(Exercise) Retype every entry precisely and keep each line whole.

(Data)
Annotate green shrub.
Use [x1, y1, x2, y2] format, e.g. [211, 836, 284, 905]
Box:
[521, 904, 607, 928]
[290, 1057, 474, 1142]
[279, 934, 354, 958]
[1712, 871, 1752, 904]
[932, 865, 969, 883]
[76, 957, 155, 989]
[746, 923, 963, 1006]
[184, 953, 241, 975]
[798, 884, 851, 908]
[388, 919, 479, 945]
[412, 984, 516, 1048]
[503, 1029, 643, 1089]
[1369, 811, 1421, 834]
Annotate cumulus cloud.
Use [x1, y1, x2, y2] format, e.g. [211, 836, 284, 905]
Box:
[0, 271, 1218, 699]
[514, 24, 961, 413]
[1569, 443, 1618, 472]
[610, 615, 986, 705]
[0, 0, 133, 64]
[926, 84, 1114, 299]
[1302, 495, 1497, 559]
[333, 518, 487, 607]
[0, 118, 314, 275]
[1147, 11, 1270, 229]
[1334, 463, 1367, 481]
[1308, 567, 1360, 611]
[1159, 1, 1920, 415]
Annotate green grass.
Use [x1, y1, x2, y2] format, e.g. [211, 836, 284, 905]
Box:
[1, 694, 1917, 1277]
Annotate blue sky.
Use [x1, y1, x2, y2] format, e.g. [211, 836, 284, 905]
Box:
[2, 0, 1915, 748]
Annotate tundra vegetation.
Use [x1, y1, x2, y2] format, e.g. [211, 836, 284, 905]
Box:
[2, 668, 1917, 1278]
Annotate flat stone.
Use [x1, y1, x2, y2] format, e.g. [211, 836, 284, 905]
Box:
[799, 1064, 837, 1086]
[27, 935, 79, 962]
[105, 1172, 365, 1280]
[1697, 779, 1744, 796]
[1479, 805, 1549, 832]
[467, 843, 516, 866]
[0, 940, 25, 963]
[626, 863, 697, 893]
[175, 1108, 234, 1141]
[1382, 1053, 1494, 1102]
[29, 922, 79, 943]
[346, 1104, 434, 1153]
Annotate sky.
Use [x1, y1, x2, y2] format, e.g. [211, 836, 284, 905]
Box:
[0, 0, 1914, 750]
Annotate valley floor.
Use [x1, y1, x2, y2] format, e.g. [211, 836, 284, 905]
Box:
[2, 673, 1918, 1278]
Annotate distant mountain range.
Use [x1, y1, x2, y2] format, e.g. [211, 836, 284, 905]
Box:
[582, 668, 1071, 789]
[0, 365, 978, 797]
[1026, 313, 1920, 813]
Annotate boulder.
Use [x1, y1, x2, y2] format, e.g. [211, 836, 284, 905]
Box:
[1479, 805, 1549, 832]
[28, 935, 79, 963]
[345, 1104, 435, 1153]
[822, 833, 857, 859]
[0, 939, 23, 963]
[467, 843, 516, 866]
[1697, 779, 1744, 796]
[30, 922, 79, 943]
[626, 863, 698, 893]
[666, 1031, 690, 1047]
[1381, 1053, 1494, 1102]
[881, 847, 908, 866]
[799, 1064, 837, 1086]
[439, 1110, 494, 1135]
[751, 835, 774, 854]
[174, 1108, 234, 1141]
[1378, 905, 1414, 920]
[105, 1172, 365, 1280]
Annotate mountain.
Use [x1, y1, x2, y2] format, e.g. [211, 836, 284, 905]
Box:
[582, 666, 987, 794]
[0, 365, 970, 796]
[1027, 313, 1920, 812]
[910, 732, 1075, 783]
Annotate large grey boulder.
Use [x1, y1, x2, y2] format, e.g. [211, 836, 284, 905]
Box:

(Task answer)
Annotate green shrub.
Use [x1, y1, x2, y2] format, e.g. [211, 836, 284, 905]
Box:
[521, 904, 607, 928]
[290, 1057, 474, 1142]
[279, 934, 354, 958]
[1712, 871, 1752, 904]
[932, 865, 969, 883]
[76, 957, 155, 989]
[746, 923, 963, 1006]
[184, 953, 241, 975]
[798, 884, 851, 908]
[388, 919, 479, 945]
[412, 984, 516, 1048]
[503, 1029, 643, 1089]
[1369, 811, 1421, 834]
Annotate cumulus cloud.
Use [x1, y1, x2, y2] format, e.g. [211, 836, 284, 905]
Box:
[0, 271, 1218, 699]
[514, 24, 961, 413]
[1569, 443, 1618, 472]
[610, 615, 986, 705]
[0, 0, 133, 64]
[926, 84, 1114, 299]
[1302, 495, 1497, 559]
[333, 518, 487, 607]
[0, 118, 314, 275]
[1147, 11, 1270, 229]
[1334, 463, 1367, 481]
[1308, 567, 1360, 611]
[1159, 1, 1920, 415]
Annotate green grass.
Use [x1, y1, x2, y2] format, e.g. [211, 836, 284, 905]
Box:
[1, 694, 1917, 1277]
Annotate blue sky.
Use [x1, y1, x2, y2] format, e.g. [211, 836, 284, 905]
Box:
[2, 0, 1915, 748]
Annotate tundra vegetation.
Use [x1, y1, x2, y2] format, e.g. [211, 836, 284, 905]
Box:
[2, 668, 1917, 1278]
Annotate flat stone.
Use [x1, y1, x2, y2] format, e.g. [211, 836, 284, 905]
Box:
[799, 1064, 837, 1086]
[27, 935, 79, 962]
[105, 1172, 365, 1280]
[1697, 779, 1744, 796]
[1479, 805, 1549, 832]
[467, 843, 516, 866]
[0, 940, 25, 963]
[626, 863, 697, 893]
[175, 1108, 234, 1141]
[1382, 1053, 1494, 1102]
[29, 922, 79, 943]
[346, 1104, 434, 1153]
Annotate sky.
Use [x1, y1, x2, y2] format, e.g. [211, 836, 284, 905]
Box:
[0, 0, 1914, 750]
Annotate valley floor.
Use [x1, y1, x2, y2] format, e.g. [211, 836, 284, 905]
Box:
[2, 673, 1918, 1278]
Annotate distant mountain range.
Use [x1, y1, x2, y2] format, e.g. [211, 836, 284, 905]
Box:
[582, 668, 1071, 789]
[0, 365, 978, 797]
[1026, 313, 1920, 813]
Annotate boulder.
Use [x1, y1, x2, y2] format, e.g. [211, 836, 284, 905]
Box:
[1479, 805, 1549, 832]
[28, 935, 79, 963]
[345, 1104, 435, 1153]
[822, 833, 857, 859]
[0, 939, 23, 963]
[467, 843, 516, 866]
[1697, 779, 1744, 796]
[30, 922, 79, 943]
[626, 863, 698, 893]
[666, 1031, 690, 1047]
[1381, 1053, 1494, 1102]
[881, 847, 908, 866]
[799, 1064, 837, 1086]
[439, 1110, 494, 1135]
[751, 835, 774, 854]
[174, 1108, 234, 1141]
[1378, 905, 1414, 920]
[105, 1172, 365, 1280]
Annotate mountain.
Use [x1, y1, x2, y2] format, e.g. [211, 836, 284, 905]
Box:
[582, 666, 987, 794]
[0, 365, 970, 796]
[1027, 313, 1920, 812]
[910, 732, 1075, 783]
Annotate large grey boulder.
Use [x1, y1, x2, y2] format, e.g. [211, 836, 284, 905]
Box:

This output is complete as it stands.